* Given request
Gather every line in the records below that contains "enclosure".

* Information shown
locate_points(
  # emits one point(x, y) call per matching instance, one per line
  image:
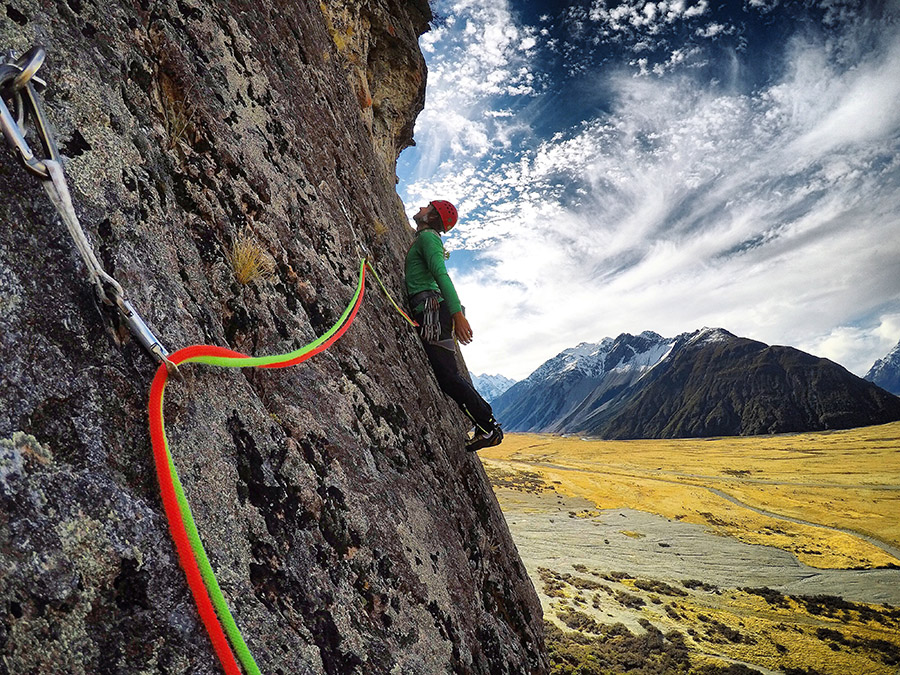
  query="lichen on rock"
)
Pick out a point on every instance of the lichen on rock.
point(349, 530)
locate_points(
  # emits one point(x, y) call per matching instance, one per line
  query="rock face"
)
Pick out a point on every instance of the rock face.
point(349, 529)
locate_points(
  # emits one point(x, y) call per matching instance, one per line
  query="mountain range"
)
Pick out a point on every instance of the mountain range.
point(886, 372)
point(704, 383)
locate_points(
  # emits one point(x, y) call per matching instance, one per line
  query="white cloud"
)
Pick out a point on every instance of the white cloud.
point(773, 215)
point(857, 347)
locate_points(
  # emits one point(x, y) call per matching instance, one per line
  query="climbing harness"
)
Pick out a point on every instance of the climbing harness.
point(387, 293)
point(19, 84)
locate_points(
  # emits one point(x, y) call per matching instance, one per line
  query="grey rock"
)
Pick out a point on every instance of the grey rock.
point(349, 529)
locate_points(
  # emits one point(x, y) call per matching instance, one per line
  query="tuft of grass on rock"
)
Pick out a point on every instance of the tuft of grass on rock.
point(249, 260)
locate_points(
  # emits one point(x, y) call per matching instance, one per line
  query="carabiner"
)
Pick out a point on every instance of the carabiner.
point(17, 82)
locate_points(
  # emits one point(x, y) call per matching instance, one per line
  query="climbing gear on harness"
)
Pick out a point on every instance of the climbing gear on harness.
point(393, 302)
point(430, 301)
point(207, 594)
point(17, 83)
point(447, 212)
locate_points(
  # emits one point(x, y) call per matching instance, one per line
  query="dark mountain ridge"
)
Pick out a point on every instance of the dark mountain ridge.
point(706, 383)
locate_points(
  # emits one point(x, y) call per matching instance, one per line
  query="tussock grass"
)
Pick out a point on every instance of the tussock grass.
point(249, 260)
point(844, 479)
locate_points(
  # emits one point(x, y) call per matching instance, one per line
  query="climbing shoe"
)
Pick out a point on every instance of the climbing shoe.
point(483, 439)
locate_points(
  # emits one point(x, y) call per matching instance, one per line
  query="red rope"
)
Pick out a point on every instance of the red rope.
point(167, 488)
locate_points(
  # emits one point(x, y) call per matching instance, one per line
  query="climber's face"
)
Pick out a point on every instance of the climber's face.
point(423, 217)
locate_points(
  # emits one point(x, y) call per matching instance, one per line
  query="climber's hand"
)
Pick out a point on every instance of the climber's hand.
point(462, 328)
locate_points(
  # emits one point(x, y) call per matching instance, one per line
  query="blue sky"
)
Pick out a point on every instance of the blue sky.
point(631, 166)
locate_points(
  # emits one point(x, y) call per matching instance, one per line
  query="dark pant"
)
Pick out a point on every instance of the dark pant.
point(452, 383)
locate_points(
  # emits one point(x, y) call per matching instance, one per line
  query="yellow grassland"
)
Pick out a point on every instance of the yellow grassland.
point(848, 480)
point(721, 624)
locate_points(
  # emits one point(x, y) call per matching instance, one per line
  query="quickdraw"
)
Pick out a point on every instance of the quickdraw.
point(18, 84)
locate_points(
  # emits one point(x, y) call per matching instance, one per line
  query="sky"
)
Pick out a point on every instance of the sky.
point(630, 166)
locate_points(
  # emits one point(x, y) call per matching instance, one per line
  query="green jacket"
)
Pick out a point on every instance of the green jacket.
point(425, 270)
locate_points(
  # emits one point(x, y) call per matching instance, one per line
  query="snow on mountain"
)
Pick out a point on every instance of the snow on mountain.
point(491, 386)
point(886, 372)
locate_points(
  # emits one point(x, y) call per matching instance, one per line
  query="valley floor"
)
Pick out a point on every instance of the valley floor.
point(732, 555)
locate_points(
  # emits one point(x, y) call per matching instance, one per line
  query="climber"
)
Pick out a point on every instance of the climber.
point(436, 308)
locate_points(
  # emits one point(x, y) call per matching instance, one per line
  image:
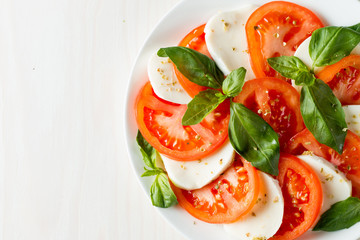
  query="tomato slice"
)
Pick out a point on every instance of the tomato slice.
point(348, 162)
point(343, 78)
point(227, 198)
point(277, 29)
point(277, 102)
point(159, 122)
point(302, 194)
point(194, 40)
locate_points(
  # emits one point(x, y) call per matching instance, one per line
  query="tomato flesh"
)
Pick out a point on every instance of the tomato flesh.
point(159, 122)
point(277, 29)
point(277, 102)
point(343, 78)
point(194, 40)
point(227, 198)
point(302, 194)
point(348, 162)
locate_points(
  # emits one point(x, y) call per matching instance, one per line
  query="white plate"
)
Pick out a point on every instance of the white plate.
point(185, 16)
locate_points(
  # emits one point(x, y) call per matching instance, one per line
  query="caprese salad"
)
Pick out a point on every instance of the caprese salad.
point(254, 116)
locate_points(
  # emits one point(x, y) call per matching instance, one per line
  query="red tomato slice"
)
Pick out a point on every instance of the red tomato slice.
point(348, 162)
point(277, 29)
point(227, 198)
point(302, 194)
point(159, 122)
point(194, 40)
point(277, 102)
point(343, 78)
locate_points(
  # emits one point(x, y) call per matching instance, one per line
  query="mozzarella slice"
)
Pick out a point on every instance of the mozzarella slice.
point(196, 174)
point(352, 118)
point(226, 40)
point(266, 217)
point(164, 81)
point(302, 52)
point(334, 183)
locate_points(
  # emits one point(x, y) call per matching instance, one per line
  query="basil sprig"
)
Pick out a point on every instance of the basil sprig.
point(323, 115)
point(160, 192)
point(293, 68)
point(250, 135)
point(195, 66)
point(329, 45)
point(206, 101)
point(254, 139)
point(321, 110)
point(341, 215)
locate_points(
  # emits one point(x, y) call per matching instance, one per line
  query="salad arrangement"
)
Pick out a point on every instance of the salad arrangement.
point(266, 120)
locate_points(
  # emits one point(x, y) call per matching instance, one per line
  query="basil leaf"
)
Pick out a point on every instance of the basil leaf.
point(234, 82)
point(329, 45)
point(355, 27)
point(323, 115)
point(254, 139)
point(149, 173)
point(201, 105)
point(147, 151)
point(341, 215)
point(161, 193)
point(195, 66)
point(292, 67)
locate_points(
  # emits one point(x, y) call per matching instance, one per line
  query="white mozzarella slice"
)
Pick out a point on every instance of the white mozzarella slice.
point(352, 118)
point(226, 40)
point(335, 186)
point(164, 81)
point(196, 174)
point(302, 52)
point(265, 218)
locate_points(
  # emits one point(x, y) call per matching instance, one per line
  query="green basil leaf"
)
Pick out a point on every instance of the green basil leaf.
point(149, 173)
point(292, 67)
point(323, 115)
point(161, 193)
point(289, 67)
point(355, 27)
point(147, 151)
point(234, 82)
point(195, 66)
point(341, 215)
point(201, 105)
point(329, 45)
point(254, 139)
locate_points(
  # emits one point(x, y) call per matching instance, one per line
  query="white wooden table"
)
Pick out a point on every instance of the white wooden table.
point(64, 169)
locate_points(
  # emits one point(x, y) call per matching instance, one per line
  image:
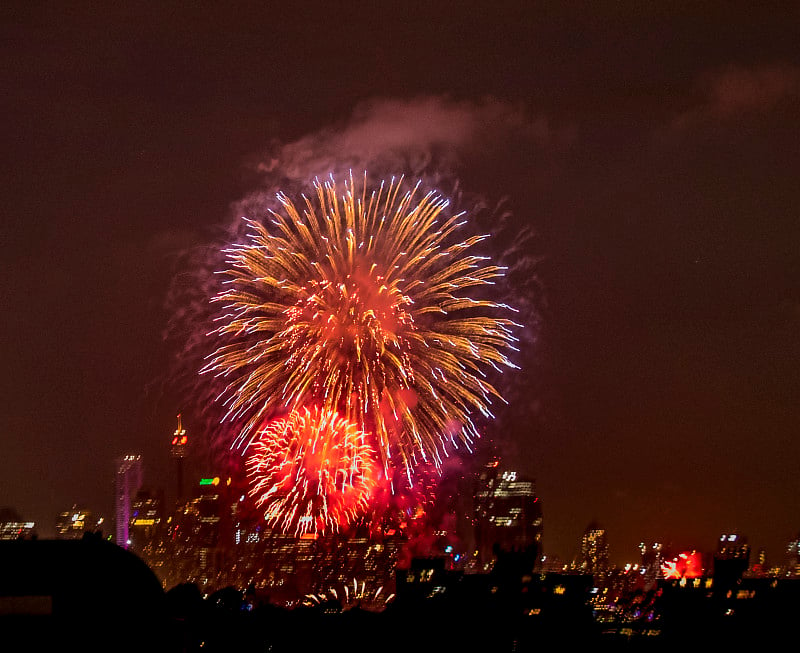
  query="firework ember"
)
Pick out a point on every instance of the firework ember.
point(311, 472)
point(362, 303)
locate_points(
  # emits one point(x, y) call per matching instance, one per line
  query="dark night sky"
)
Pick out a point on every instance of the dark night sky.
point(655, 152)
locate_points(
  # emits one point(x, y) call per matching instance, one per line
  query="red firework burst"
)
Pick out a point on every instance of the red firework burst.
point(311, 472)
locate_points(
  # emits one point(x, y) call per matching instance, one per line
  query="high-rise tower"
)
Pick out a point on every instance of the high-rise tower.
point(127, 482)
point(507, 514)
point(594, 551)
point(178, 453)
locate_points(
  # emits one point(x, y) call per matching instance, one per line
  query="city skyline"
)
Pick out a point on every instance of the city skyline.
point(571, 554)
point(642, 162)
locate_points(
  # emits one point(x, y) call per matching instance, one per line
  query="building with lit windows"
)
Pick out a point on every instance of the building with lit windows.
point(72, 524)
point(127, 482)
point(507, 515)
point(177, 451)
point(13, 527)
point(594, 551)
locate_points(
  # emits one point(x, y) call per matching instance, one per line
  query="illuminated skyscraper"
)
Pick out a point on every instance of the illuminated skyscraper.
point(594, 550)
point(127, 483)
point(178, 453)
point(12, 526)
point(507, 514)
point(72, 524)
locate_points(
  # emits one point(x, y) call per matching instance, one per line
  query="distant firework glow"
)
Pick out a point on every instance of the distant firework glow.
point(311, 472)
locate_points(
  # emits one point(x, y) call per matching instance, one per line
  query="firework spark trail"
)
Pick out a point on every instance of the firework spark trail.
point(360, 304)
point(311, 472)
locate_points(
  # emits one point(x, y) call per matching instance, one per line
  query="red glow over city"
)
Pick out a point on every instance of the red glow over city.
point(688, 564)
point(311, 472)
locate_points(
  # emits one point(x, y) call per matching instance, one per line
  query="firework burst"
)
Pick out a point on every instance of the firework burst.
point(311, 472)
point(364, 304)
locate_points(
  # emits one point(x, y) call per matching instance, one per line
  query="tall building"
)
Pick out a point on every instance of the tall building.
point(507, 515)
point(793, 558)
point(177, 452)
point(127, 482)
point(12, 526)
point(594, 551)
point(72, 524)
point(652, 562)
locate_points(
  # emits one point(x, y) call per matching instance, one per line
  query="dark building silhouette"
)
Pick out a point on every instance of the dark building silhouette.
point(53, 588)
point(507, 515)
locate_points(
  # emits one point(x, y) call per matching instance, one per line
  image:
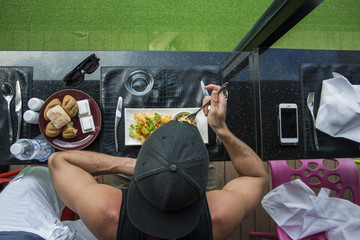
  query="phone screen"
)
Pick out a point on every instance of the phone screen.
point(288, 123)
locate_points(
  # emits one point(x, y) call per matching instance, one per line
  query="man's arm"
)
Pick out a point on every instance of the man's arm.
point(98, 205)
point(229, 206)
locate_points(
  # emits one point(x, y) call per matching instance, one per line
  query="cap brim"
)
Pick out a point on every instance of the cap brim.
point(170, 224)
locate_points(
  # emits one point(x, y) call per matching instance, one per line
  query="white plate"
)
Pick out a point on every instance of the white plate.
point(201, 121)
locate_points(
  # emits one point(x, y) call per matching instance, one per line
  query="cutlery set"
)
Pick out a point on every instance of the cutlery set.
point(8, 94)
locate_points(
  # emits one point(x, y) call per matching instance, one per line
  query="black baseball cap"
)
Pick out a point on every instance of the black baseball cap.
point(168, 189)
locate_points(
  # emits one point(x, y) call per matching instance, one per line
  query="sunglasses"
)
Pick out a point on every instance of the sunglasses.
point(77, 75)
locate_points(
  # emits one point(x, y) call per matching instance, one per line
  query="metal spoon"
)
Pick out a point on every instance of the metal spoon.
point(8, 94)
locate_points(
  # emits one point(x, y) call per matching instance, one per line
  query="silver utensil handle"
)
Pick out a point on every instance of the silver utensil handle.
point(11, 136)
point(314, 132)
point(116, 139)
point(19, 127)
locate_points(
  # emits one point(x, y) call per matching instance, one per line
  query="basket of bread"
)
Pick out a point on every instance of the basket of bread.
point(59, 115)
point(67, 122)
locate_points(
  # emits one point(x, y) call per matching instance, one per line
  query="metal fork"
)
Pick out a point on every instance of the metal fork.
point(192, 116)
point(310, 103)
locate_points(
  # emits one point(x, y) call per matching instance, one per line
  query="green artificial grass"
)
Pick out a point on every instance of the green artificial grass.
point(187, 25)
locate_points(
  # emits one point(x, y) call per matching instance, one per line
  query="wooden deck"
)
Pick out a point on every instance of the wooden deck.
point(258, 220)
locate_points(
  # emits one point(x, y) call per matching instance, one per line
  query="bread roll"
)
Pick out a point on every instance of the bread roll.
point(51, 130)
point(50, 105)
point(69, 131)
point(70, 106)
point(58, 116)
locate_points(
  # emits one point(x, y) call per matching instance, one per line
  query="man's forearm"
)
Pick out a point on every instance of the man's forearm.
point(245, 160)
point(97, 163)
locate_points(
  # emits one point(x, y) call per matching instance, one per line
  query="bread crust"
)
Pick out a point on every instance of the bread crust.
point(51, 104)
point(69, 132)
point(58, 116)
point(51, 130)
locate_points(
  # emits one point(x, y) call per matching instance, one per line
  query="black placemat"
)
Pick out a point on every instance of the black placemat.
point(174, 87)
point(11, 75)
point(312, 76)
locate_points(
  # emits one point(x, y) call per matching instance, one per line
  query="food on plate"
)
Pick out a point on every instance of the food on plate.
point(70, 106)
point(51, 104)
point(146, 124)
point(181, 117)
point(69, 132)
point(58, 116)
point(51, 130)
point(84, 108)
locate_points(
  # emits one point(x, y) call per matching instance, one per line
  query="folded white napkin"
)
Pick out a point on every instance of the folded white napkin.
point(339, 111)
point(300, 213)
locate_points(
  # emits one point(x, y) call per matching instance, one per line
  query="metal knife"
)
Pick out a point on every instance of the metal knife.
point(18, 107)
point(206, 93)
point(117, 120)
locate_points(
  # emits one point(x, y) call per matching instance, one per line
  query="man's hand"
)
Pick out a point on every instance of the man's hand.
point(216, 111)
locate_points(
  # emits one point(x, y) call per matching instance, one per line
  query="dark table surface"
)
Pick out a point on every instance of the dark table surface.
point(278, 75)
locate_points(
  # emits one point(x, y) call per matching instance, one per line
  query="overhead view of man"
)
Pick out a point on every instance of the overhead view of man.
point(167, 197)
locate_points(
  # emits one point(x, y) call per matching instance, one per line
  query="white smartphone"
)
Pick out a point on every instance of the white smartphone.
point(288, 124)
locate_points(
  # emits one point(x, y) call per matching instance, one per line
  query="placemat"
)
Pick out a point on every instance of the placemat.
point(11, 75)
point(174, 87)
point(312, 76)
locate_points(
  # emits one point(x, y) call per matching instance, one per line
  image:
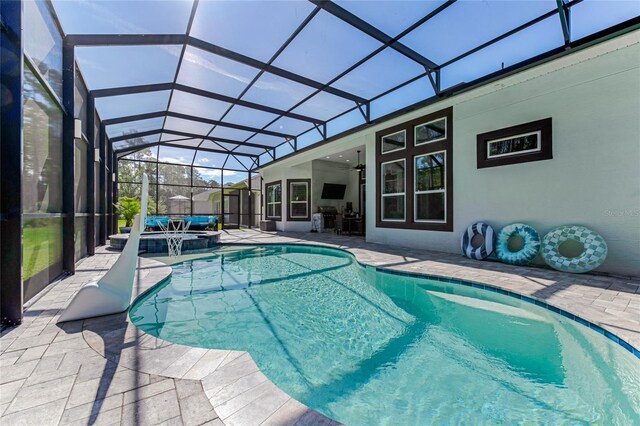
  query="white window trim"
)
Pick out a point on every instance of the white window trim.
point(415, 131)
point(382, 151)
point(511, 154)
point(395, 194)
point(305, 202)
point(431, 191)
point(274, 203)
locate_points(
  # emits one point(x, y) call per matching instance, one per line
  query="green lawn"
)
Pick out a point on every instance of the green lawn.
point(41, 245)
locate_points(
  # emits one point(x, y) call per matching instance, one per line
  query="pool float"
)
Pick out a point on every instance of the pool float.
point(593, 255)
point(488, 243)
point(529, 250)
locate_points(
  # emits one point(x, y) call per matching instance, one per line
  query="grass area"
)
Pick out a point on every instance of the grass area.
point(41, 245)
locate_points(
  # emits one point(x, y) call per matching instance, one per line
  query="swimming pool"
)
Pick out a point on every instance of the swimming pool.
point(367, 347)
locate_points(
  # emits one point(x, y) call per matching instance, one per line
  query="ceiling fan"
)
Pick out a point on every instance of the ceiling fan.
point(359, 167)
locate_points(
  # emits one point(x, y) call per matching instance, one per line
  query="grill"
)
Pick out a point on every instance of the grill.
point(328, 216)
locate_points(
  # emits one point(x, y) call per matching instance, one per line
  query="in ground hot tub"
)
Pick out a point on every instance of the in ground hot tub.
point(156, 242)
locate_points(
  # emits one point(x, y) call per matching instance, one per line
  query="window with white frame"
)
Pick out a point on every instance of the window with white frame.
point(430, 187)
point(299, 199)
point(274, 200)
point(393, 190)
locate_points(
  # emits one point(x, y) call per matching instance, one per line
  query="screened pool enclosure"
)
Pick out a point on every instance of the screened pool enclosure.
point(199, 95)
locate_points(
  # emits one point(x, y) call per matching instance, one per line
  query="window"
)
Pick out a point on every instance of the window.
point(274, 200)
point(393, 190)
point(415, 182)
point(523, 143)
point(298, 197)
point(430, 187)
point(432, 131)
point(393, 142)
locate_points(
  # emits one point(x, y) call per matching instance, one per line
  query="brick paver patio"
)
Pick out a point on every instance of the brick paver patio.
point(106, 371)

* Answer to this task
  query="screened pool enclosure"
Pick out a point on every instance of the screened pool enclosure.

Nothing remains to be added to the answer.